INFORMATION GIVEN:

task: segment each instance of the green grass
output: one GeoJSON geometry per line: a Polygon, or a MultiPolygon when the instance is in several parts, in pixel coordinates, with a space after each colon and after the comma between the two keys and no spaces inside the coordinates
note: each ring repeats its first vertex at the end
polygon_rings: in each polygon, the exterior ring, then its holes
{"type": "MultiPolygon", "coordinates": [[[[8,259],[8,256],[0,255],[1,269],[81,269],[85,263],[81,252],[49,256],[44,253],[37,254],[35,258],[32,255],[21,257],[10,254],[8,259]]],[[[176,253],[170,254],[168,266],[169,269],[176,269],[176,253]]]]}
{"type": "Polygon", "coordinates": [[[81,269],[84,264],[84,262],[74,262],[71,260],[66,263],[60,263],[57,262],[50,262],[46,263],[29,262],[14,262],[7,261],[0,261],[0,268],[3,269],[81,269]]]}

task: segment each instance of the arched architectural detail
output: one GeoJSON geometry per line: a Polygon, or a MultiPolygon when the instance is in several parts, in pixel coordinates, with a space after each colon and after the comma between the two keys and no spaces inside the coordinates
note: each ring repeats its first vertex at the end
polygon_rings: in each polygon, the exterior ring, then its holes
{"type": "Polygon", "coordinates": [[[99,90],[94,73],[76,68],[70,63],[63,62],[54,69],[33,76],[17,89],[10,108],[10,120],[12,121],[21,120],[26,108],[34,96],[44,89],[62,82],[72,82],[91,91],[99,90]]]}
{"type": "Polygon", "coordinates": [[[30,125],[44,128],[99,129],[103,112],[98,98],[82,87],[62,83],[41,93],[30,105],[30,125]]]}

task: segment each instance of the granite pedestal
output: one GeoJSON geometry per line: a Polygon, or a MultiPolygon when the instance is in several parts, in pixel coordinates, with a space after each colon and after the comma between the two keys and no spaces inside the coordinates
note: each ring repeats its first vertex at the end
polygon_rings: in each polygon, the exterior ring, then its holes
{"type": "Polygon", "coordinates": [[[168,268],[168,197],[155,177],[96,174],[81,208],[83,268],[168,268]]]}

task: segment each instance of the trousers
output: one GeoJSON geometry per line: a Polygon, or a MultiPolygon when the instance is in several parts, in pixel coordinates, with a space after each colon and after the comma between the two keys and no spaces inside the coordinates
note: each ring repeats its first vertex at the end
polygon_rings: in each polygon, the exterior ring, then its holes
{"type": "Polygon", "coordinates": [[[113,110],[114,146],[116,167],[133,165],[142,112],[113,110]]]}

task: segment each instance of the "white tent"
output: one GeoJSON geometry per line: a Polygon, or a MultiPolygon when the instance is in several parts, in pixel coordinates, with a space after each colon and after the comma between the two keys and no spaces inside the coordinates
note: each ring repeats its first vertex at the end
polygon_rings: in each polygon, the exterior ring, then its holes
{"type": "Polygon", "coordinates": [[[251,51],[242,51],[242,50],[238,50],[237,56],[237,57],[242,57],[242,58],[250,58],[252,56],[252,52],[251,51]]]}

...

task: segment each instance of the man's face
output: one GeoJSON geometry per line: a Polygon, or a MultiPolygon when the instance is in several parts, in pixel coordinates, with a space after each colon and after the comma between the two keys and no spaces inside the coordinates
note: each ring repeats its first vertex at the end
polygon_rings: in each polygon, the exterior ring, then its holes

JOB: Quote every line in the records above that contains the word "task".

RESULT FOR THIS EXERCISE:
task: segment each instance of the green grass
task: segment each instance of the arched architectural detail
task: segment each instance of the granite pedestal
task: segment each instance of the trousers
task: segment each instance of the "white tent"
task: segment each instance of the man's face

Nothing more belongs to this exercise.